■ **AIM**: Condense the paragraph beginning "Sarah Rowbotham was born" in the biography below into a bulleted list of its main facts.

Sarah Bedell Smith (born May 27, 1948) is an American journalist and biographer. She has been a contributing editor for Vanity Fair since 1996. Previously, she was a cultural news reporter for  New York Times and Time. She has written biographies of political, cultural, and business figures in the United States and members of the British royal family.

Early life and education 
Sarah Rowbotham was born in Bryn Mawr, Pennsylvania. She is the daughter of Ruth (Kirk) and James Howard Rowbotham, a brigadier general and businessman. She grew up in the nearby town of St. Davids. She graduated from Radnor High School in 1966 and was inducted into the school's Hall of Fame in November 2008. She earned her Bachelor of Arts from Wheaton College and Master of Science from Columbia University Graduate School of Journalism, where she won the Robert Sherwood Memorial Travel-Study Scholarship and the Women's Press Club of New York Award.

■ **INFORMATION GIVEN**:
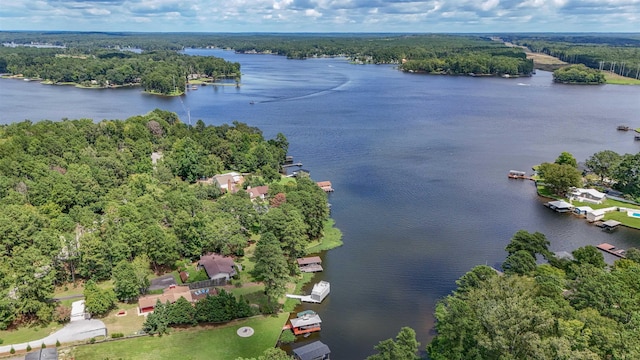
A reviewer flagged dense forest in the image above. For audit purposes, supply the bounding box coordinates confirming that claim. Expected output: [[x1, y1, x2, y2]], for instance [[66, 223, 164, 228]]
[[0, 32, 533, 75], [427, 230, 640, 360], [500, 34, 640, 79], [0, 110, 329, 328], [0, 47, 240, 94]]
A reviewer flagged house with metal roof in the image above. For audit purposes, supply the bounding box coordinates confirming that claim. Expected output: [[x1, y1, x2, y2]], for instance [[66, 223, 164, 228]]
[[293, 341, 331, 360]]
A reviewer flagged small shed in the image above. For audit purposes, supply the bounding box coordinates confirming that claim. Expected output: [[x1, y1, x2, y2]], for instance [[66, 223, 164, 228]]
[[545, 200, 574, 212], [573, 206, 593, 216], [24, 348, 58, 360], [602, 220, 622, 231], [311, 280, 331, 302], [293, 341, 331, 360]]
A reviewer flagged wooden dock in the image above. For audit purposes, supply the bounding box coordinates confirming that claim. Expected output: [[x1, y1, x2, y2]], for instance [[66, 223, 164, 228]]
[[596, 243, 626, 259]]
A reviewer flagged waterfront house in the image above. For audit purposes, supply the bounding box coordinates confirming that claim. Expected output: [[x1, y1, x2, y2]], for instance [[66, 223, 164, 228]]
[[289, 313, 322, 335], [573, 206, 593, 216], [311, 280, 331, 302], [246, 185, 269, 201], [587, 207, 618, 222], [569, 188, 607, 204], [138, 285, 193, 314], [316, 181, 333, 192], [198, 253, 237, 282], [293, 341, 331, 360], [296, 256, 323, 272]]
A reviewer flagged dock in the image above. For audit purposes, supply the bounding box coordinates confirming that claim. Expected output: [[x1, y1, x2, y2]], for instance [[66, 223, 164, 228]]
[[507, 170, 533, 180], [596, 243, 626, 259]]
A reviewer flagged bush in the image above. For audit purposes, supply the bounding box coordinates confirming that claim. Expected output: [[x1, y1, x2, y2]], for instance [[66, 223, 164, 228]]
[[280, 330, 296, 344]]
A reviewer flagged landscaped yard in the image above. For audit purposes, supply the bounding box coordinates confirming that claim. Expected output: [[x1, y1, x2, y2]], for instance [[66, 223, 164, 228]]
[[72, 313, 289, 360], [0, 322, 62, 346]]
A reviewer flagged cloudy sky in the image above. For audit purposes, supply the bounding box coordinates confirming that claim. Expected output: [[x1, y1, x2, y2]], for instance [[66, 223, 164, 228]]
[[0, 0, 640, 32]]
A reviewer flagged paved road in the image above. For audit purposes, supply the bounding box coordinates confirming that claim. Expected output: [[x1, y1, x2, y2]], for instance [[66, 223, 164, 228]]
[[0, 319, 107, 354]]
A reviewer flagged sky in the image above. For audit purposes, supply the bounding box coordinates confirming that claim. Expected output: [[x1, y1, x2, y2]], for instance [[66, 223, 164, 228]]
[[0, 0, 640, 33]]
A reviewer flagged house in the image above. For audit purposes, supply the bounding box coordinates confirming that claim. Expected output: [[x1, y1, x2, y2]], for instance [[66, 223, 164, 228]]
[[196, 172, 244, 193], [289, 313, 322, 335], [569, 188, 607, 204], [587, 207, 618, 222], [138, 285, 193, 314], [293, 341, 331, 360], [316, 181, 333, 192], [24, 348, 58, 360], [213, 172, 244, 193], [544, 200, 573, 212], [198, 253, 237, 282], [246, 185, 269, 201], [296, 256, 323, 272], [311, 280, 331, 302]]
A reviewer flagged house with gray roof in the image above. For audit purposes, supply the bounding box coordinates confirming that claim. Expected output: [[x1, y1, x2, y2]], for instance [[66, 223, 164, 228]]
[[293, 341, 331, 360]]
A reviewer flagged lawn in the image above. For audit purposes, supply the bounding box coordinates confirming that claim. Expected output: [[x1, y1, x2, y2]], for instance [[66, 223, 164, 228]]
[[68, 313, 289, 360], [0, 322, 62, 346], [100, 303, 146, 336], [306, 218, 343, 254]]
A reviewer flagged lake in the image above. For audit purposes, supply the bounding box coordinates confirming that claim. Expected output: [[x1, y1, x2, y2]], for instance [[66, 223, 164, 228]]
[[0, 50, 640, 359]]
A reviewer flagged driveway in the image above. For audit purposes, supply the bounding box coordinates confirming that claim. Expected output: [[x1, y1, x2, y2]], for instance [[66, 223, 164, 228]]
[[0, 319, 107, 354]]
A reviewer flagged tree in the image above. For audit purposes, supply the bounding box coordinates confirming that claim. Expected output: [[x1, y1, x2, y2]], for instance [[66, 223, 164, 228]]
[[538, 163, 582, 195], [367, 327, 420, 360], [555, 151, 578, 168], [505, 230, 552, 259], [83, 280, 116, 316], [168, 296, 196, 325], [254, 233, 289, 301], [142, 300, 171, 336], [113, 260, 140, 302], [585, 150, 622, 181]]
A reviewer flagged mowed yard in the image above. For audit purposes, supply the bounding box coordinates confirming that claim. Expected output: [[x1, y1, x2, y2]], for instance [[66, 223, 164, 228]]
[[70, 313, 289, 360]]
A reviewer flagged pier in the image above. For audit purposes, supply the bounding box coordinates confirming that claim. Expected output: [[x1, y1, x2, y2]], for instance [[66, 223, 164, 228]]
[[596, 243, 626, 259]]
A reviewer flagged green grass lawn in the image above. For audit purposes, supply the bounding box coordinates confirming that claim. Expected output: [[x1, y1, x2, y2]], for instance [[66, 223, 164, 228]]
[[0, 322, 62, 348], [73, 313, 289, 360], [306, 218, 343, 254]]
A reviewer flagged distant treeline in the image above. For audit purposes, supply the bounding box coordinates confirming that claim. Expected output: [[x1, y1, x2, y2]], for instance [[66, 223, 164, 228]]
[[502, 34, 640, 79], [0, 47, 240, 94], [0, 32, 533, 75]]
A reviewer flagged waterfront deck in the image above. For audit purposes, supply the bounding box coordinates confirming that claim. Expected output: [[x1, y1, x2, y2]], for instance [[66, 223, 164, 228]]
[[596, 243, 626, 259]]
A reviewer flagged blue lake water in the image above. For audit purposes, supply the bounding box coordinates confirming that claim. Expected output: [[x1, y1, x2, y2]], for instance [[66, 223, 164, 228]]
[[0, 50, 640, 359]]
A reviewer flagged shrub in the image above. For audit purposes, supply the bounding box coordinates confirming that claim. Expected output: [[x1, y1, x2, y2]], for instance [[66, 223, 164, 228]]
[[280, 330, 296, 344]]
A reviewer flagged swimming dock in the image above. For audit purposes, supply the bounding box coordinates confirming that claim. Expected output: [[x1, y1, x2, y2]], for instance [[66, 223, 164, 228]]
[[596, 243, 626, 259]]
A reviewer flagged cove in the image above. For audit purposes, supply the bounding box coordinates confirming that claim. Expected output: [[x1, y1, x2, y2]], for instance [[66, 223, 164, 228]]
[[0, 50, 640, 359]]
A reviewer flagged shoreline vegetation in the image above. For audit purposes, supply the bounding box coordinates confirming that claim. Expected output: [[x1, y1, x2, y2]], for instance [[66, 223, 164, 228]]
[[0, 109, 342, 358]]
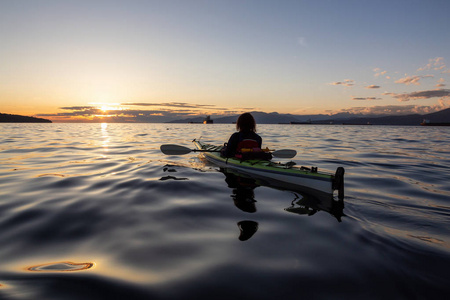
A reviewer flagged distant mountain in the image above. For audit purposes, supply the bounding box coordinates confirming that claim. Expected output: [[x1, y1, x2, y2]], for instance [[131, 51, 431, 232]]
[[170, 108, 450, 125], [0, 113, 52, 123]]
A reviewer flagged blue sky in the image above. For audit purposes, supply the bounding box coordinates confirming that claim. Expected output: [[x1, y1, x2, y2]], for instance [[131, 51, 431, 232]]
[[0, 0, 450, 118]]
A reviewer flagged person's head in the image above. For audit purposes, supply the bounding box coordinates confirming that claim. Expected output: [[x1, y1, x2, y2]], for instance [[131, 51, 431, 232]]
[[236, 113, 256, 132]]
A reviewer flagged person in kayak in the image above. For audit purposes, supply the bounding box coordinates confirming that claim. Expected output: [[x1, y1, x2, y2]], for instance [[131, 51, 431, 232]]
[[222, 113, 272, 160]]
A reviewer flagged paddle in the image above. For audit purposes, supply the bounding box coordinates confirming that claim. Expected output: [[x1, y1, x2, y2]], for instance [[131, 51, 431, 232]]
[[161, 144, 297, 158]]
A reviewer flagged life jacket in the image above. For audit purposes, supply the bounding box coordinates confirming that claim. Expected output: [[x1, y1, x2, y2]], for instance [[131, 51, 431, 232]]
[[235, 139, 272, 160]]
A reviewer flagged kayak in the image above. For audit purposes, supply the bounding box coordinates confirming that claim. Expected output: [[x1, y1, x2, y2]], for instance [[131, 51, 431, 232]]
[[193, 140, 344, 199]]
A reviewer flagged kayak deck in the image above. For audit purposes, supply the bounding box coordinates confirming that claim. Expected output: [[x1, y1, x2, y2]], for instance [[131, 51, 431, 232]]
[[193, 140, 344, 198]]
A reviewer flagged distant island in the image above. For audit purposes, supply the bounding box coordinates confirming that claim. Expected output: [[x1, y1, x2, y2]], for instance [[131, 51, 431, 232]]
[[0, 113, 52, 123]]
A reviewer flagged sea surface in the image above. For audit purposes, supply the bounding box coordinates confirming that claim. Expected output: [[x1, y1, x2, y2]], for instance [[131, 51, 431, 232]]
[[0, 123, 450, 300]]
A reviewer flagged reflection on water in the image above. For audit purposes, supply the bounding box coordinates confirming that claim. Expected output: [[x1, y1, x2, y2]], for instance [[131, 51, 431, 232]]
[[0, 124, 450, 300], [220, 168, 344, 241]]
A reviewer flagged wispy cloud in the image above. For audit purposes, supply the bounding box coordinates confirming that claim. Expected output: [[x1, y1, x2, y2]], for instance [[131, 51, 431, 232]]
[[120, 102, 216, 108], [330, 79, 355, 86], [383, 89, 450, 102], [342, 103, 446, 116], [417, 57, 448, 72], [395, 75, 434, 85], [373, 68, 387, 77], [297, 36, 308, 47], [352, 97, 382, 101]]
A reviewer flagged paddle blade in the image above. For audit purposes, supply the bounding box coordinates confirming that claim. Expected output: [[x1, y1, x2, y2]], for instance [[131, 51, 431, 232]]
[[160, 144, 192, 155], [272, 149, 297, 158]]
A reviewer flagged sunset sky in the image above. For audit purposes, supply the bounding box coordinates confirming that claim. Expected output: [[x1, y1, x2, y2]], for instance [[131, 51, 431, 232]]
[[0, 0, 450, 121]]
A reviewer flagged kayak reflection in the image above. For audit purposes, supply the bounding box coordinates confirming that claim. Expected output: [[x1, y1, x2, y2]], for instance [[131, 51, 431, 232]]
[[220, 168, 344, 241]]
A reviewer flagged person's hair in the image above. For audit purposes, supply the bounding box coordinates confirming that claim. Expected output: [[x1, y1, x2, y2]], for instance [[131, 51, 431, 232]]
[[236, 113, 256, 132]]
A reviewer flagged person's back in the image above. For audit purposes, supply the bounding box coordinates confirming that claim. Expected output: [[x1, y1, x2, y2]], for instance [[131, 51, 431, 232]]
[[222, 113, 270, 159]]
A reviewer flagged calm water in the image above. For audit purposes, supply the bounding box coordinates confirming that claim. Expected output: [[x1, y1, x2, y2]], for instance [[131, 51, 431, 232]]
[[0, 124, 450, 299]]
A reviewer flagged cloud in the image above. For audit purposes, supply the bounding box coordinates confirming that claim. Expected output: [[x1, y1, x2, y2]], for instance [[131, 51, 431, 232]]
[[374, 68, 387, 77], [417, 57, 448, 73], [383, 89, 450, 102], [342, 103, 449, 116], [330, 79, 355, 86], [395, 75, 434, 85], [39, 102, 251, 123], [297, 36, 308, 47], [120, 102, 215, 108], [352, 97, 382, 101]]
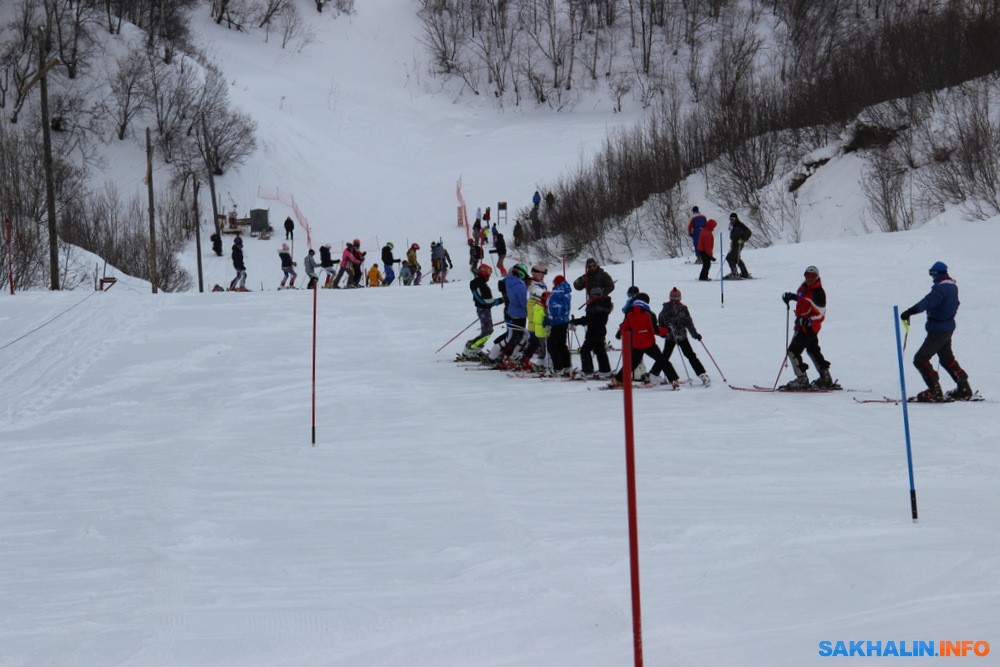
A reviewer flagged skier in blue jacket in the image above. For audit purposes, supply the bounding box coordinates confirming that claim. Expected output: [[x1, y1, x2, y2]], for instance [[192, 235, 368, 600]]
[[489, 262, 528, 363], [899, 262, 972, 402], [545, 276, 573, 377]]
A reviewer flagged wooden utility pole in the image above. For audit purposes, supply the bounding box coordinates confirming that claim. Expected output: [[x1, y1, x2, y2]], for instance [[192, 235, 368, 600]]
[[146, 127, 158, 294], [20, 28, 59, 290], [201, 116, 222, 239], [191, 176, 205, 292]]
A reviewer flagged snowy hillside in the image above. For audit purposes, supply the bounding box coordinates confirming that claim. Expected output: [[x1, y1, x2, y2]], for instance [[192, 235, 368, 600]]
[[0, 215, 1000, 667], [0, 0, 1000, 667]]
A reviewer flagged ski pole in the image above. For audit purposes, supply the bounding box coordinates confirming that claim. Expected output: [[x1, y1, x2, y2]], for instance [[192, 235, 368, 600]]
[[771, 303, 792, 391], [698, 340, 728, 382], [719, 232, 726, 308], [680, 350, 691, 384], [892, 306, 917, 521], [434, 317, 479, 354]]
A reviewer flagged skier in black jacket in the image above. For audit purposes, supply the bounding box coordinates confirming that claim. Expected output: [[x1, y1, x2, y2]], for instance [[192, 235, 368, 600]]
[[724, 213, 753, 280], [319, 243, 337, 288], [463, 264, 503, 356], [382, 241, 399, 287], [229, 234, 250, 292], [570, 257, 615, 378]]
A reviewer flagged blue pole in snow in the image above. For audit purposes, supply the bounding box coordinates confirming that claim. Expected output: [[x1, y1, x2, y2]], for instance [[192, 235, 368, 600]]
[[892, 306, 917, 521], [719, 232, 726, 308]]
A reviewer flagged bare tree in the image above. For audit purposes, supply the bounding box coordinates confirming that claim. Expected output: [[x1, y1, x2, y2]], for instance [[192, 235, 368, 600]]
[[104, 49, 149, 140]]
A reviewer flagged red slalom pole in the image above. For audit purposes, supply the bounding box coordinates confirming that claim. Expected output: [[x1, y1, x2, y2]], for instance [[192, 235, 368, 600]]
[[6, 218, 13, 294], [312, 280, 319, 447], [622, 329, 642, 667]]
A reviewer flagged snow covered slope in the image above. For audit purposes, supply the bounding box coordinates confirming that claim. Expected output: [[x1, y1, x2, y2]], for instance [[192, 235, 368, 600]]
[[0, 221, 1000, 667]]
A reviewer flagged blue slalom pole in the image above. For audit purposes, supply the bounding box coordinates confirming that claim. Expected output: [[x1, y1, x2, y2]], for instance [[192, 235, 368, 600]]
[[892, 306, 917, 521]]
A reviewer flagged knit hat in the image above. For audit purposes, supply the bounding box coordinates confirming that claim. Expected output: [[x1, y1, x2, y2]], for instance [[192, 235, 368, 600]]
[[928, 262, 948, 278]]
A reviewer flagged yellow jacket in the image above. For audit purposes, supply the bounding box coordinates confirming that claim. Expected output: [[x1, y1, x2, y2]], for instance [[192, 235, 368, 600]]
[[528, 296, 549, 338]]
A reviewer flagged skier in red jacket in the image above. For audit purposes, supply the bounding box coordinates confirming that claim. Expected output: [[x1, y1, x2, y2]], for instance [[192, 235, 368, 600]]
[[608, 292, 680, 389], [781, 266, 840, 391]]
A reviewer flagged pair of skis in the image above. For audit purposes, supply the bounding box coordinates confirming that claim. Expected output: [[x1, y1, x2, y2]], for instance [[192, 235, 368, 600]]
[[729, 384, 844, 394], [854, 391, 986, 405]]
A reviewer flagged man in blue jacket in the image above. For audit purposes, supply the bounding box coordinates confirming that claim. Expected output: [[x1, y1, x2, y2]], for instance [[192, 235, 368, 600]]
[[899, 262, 972, 403]]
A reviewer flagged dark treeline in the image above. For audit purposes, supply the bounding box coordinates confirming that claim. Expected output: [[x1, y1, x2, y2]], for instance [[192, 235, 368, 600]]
[[528, 3, 1000, 256]]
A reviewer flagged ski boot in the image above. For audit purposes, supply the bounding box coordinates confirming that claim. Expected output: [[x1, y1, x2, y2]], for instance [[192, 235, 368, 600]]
[[915, 382, 944, 403], [809, 368, 837, 389], [778, 374, 809, 391], [946, 377, 973, 401]]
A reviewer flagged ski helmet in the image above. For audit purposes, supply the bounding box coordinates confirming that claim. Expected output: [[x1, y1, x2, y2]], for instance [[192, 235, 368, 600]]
[[927, 262, 948, 278]]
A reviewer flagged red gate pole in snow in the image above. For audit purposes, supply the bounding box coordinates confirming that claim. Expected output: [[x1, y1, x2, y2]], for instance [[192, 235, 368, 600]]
[[313, 280, 319, 447], [622, 329, 642, 667], [6, 218, 14, 296]]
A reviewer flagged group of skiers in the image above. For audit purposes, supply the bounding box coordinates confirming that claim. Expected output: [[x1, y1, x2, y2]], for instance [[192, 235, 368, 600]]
[[688, 206, 753, 280], [226, 236, 476, 292], [458, 250, 974, 402], [460, 258, 710, 389]]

■ **ANSWER TO THIS EXERCISE**:
- Born Sarah Rowbotham in Bryn Mawr, Pennsylvania
- Parents: Ruth (Kirk) Rowbotham and James Howard Rowbotham, a brigadier general and businessman
- Grew up in nearby St. Davids
- Graduated from Radnor High School in 1966; inducted into its Hall of Fame in November 2008
- Bachelor of Arts from Wheaton College
- Master of Science from Columbia University Graduate School of Journalism, where she won the Robert Sherwood Memorial Travel-Study Scholarship and the Women's Press Club of New York Award